*VORLIEGENDER TEXT*:
Verwaltungsrecht

Widerruf der Flüchtlingseigenschaft

Aktenzeichen  M 4 K 16.31646

Datum:
1.12.2016
Rechtsgebiet:
Gerichtsart:
VG
Gerichtsort:
München
Rechtsweg:
Verwaltungsgerichtsbarkeit
Normen:
AufenthG AufenthG § 60 Abs. 8 S. 3
AsylG AsylG § 3 Abs. 4, § 4 Abs. 2 Nr. 2, § 73 Abs. 1 S. 1

 

Leitsatz

1 Die Vorschrift des § 60 Abs. 8 S. 3 AufenthG findet auch Anwendung auf strafrechtliche Verurteilungen, die vor Inkrafttreten dieser Norm erfolgten, da dies keinen Fall der echten (verbotenen) Rückwirkung im Sinne einer Rückwirkung vor Rechtsfolgen darstellt. (redaktioneller Leitsatz)
2 Auch wenn die Sicherheitslage in der autonomen Region Kurdistan nach wie vor angespannt ist, sind die kurdischen Autonomiegebiete Dohuk, Erbil und Suleymania von den Kämpfen in den westlichen und südlichen Nachbarprovinzen nicht unmittelbar betroffen.  (redaktioneller Leitsatz)

Tenor

I. Die Klage wird abgewiesen.
II. Der Kläger trägt die Kosten des Verfahrens.
III. Die Kostenentscheidung ist vorläufig vollstreckbar.

Gründe

Die zulässige, insbesondere fristgerecht erhobene Klage ist nicht begründet.
Der Bescheid des Bundesamtes vom 15. Juni 2016 ist rechtmäßig und verletzt den Kläger nicht in seinen Rechten, § 113 Abs. 1 Satz 1 VwGO (1.). Der Kläger hat keinen Anspruch auf die Zuerkennung subsidiären Schutzes nach § 4 AsylG (2.), auf die Feststellung, dass Abschiebungshindernisse nach § 60 Abs. 5 und 7 Satz 1 AufenthG vorliegen (3.).

[Zeilen zur Formbeschriftung]
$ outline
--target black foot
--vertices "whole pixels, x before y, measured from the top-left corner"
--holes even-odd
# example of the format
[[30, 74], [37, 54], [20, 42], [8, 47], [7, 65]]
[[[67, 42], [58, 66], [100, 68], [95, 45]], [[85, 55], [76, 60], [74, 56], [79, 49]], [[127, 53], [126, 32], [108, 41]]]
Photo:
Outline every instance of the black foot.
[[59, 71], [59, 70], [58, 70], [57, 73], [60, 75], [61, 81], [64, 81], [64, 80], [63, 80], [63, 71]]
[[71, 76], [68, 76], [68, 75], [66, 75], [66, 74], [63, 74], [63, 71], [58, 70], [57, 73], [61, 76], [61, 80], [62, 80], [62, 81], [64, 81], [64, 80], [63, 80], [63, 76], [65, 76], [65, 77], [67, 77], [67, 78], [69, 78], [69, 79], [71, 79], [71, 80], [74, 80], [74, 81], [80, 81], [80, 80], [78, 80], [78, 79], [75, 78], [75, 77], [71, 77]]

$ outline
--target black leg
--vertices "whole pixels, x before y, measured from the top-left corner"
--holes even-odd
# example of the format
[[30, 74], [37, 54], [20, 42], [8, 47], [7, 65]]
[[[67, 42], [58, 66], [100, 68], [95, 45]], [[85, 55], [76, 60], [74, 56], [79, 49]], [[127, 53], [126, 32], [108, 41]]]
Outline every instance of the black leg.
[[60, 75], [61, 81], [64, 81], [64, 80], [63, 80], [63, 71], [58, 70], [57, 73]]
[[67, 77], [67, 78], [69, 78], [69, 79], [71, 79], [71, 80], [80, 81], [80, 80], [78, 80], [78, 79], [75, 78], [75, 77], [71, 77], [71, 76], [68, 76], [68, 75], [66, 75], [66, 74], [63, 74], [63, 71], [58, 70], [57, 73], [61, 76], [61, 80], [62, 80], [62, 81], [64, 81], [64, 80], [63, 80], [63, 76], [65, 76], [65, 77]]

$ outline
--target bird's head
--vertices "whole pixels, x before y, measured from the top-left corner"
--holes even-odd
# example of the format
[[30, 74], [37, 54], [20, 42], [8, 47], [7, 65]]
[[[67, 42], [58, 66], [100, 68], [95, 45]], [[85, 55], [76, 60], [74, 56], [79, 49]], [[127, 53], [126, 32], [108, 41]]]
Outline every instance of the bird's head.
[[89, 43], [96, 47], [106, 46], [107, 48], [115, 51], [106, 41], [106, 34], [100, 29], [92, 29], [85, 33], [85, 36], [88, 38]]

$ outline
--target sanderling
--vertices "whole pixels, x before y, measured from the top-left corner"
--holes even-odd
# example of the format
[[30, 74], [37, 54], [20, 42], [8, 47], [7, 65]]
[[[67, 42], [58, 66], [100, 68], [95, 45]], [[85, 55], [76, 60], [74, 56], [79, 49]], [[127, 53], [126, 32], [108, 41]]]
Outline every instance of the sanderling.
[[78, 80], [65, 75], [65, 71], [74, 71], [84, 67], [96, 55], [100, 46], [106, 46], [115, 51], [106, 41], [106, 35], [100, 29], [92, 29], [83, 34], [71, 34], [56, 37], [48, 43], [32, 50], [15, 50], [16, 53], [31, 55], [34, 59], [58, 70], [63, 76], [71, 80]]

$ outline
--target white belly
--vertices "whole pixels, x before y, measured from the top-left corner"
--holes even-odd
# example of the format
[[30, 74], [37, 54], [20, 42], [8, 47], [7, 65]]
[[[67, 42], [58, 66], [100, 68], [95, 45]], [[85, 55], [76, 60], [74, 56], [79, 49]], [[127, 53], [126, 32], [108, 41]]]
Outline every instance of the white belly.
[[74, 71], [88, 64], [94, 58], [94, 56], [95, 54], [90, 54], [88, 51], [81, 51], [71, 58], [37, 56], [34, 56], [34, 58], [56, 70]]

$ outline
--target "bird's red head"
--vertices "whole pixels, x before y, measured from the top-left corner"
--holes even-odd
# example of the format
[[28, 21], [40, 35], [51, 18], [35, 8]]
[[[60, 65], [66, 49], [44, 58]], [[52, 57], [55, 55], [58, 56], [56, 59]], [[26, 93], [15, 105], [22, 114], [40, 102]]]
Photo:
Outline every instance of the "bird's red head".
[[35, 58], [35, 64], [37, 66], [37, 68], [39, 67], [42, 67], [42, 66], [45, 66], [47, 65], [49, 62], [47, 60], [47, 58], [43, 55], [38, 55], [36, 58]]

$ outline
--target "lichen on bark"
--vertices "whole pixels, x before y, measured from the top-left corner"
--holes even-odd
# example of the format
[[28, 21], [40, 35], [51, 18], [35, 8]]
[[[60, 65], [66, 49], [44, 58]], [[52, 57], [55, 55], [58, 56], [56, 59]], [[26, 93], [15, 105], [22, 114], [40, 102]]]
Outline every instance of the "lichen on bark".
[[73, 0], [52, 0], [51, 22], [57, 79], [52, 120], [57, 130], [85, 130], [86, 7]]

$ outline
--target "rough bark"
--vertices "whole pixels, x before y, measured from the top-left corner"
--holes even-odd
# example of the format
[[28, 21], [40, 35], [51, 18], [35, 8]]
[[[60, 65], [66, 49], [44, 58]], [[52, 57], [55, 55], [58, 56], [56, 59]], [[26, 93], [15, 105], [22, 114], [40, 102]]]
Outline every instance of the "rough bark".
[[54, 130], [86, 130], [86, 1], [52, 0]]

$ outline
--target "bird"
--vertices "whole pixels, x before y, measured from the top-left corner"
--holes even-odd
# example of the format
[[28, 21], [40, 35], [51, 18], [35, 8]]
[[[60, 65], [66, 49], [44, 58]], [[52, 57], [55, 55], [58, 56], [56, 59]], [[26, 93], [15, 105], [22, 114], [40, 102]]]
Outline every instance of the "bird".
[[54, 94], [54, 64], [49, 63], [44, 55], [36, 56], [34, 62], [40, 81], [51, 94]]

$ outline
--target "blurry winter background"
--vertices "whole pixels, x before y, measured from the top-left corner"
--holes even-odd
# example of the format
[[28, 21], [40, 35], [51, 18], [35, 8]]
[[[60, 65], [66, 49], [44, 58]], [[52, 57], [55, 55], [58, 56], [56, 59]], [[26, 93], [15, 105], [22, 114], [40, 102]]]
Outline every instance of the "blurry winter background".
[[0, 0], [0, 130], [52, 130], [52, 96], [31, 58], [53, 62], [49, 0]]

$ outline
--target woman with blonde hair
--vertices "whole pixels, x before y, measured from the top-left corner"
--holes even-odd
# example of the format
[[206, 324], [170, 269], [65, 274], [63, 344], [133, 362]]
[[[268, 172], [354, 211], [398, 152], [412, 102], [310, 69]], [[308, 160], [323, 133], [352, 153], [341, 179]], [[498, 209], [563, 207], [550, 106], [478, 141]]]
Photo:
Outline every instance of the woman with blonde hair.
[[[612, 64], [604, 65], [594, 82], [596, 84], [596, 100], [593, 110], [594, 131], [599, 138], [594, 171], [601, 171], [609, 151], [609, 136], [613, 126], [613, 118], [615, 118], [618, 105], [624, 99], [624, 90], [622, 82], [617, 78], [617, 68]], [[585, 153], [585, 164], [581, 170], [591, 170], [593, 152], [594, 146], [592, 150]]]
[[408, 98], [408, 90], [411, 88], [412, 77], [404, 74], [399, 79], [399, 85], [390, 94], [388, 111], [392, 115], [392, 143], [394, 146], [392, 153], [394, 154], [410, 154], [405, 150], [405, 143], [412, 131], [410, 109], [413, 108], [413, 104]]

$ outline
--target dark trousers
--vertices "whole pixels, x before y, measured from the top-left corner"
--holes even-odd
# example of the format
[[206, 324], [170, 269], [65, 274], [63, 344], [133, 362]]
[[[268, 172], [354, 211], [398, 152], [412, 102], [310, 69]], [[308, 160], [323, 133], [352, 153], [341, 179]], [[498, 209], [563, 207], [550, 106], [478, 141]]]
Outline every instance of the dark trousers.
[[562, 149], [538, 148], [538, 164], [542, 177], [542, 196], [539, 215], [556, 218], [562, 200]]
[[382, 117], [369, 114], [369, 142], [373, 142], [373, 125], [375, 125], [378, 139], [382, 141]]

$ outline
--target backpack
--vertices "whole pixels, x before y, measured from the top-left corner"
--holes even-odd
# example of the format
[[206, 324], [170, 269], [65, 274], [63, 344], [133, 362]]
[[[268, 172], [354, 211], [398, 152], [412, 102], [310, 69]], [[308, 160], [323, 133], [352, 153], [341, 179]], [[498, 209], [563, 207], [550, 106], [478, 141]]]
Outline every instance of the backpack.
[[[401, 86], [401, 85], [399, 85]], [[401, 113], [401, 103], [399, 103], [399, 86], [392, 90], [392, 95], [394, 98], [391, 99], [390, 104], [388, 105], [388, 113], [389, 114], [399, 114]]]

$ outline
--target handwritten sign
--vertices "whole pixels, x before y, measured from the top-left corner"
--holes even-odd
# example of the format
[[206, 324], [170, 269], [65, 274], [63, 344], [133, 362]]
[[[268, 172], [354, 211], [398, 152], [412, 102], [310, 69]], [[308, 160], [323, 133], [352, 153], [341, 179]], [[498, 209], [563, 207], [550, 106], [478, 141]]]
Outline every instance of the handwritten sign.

*AUFGABE*: Welche kurdischen Autonomiegebiete sind laut dem zweiten Leitsatz der Entscheidung zum Widerruf der Flüchtlingseigenschaft von den Kämpfen in den Nachbarprovinzen nicht unmittelbar betroffen? Die Zeilen werden hier nicht gebraucht.

*LÖSUNG DER AUFGABE*: Dohuk, Erbil und Suleymania.